(Recorded data)
[Start of section]
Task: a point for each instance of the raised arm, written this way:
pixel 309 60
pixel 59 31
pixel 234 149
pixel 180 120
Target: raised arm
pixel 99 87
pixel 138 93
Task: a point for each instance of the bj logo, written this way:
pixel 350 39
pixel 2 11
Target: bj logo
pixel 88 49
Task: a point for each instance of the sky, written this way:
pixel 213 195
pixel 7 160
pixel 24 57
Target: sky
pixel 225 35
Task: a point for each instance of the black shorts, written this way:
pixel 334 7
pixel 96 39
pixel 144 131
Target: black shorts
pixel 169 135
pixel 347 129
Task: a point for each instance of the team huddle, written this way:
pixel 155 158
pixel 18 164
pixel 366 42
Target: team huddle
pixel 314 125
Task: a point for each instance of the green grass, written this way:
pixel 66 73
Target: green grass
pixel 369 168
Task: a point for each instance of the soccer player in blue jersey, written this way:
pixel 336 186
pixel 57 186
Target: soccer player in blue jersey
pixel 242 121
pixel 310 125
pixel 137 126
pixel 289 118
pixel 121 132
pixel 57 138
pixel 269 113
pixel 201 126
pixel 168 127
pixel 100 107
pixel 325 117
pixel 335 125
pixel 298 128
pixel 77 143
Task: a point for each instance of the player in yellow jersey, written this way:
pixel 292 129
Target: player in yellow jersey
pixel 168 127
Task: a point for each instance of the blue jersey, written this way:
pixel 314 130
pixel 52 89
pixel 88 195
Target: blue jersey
[End of section]
Nothing but the lines from the one containing "pixel 292 129" through the last line of the data above should be set down, word for word.

pixel 292 129
Target: player in yellow jersey
pixel 168 127
Task: a point for each instance of the blue jersey, written this way:
pixel 314 130
pixel 52 89
pixel 88 195
Target: blue jersey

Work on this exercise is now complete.